» TREŚĆ ZADANIA:
Proszę odpowiedzieć krótko na podstawie fragmentu dokumentu o Niemczech:
1. Którą porę roku tekst nazywa bardzo dobrym czasem na zaplanowanie podróży do Niemiec?
2. Na stronę jakich linii lotniczych tekst odsyła osoby szukające okazyjnych cen?
3. Sercem jakiego regionu tekst nazywa Monachium?

Najlepszy czas na loty do Niemiec jest teraz! 5 miast, których NIE MOŻESZ ominąć
Wspaniałe zabytki i piękna architektura – Niemcy to kraj, który ma do zaoferowania w tym temacie naprawdę wiele. Oto miasta i atrakcje, które koniecznie powinny się znaleźć na Waszej liście.
***
Obiegowa opinia głosi, że w kraju naszych zachodnich sąsiadów nie ma wiele do zobaczenia. Nie jest to jednak prawda. Berlin, Dusseldorf, Frankfurt, Hamburg, Hanower, Monachium… To tylko kilka z niezwykłych miast, które warto zobaczyć przynajmniej raz w życiu! Zwłaszcza na przełomie roku, kiedy roztacza się nad nimi magiczna, świąteczna aura.
Zima to bardzo dobry czas, aby zaplanować podróż do Niemiec. Nie tylko ze względu na niepowtarzalny klimat pokrytych białym puchem miasteczek, ale również brak tłumów i tanie bilety lotnicze. Jeśli polujecie na okazyjne ceny – zajrzyjcie na stronę Polskich Linii Lotniczych LOT.
Jeśli zdecydujecie się na taką podróż, pamiętajcie, że warto zobaczyć więcej niż jedno miasto! Jakie konkretnie miejsca powinniście odwiedzić? Przygotowaliśmy dla Was subiektywną listę najfajniejszych miast w kraju naszych zachodnich sąsiadów – nie tylko pod względem bożonarodzeniowych jarmarków.
1. Monachium
Monachium, serce Bawarii, to piękne miasto słynące m.in. z fabryki BMW i znanej piłkarskiej drużyny, w której barwach bramki seryjnie strzela Robert Lewandowski. Ma bardzo dużo do zaoferowania turystom i to nie tylko w czasie słynnego Oktoberfest, gdy do miasta ściągają nieprzebrane tłumy. Co warto tu zobaczyć?

» DANE WEJŚCIOWE:
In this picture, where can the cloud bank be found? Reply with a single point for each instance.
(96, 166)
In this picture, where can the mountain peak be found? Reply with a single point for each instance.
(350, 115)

» ODPOWIEDŹ DO ZADANIA:
1. Zimę.
2. Polskich Linii Lotniczych LOT.
3. Bawarii.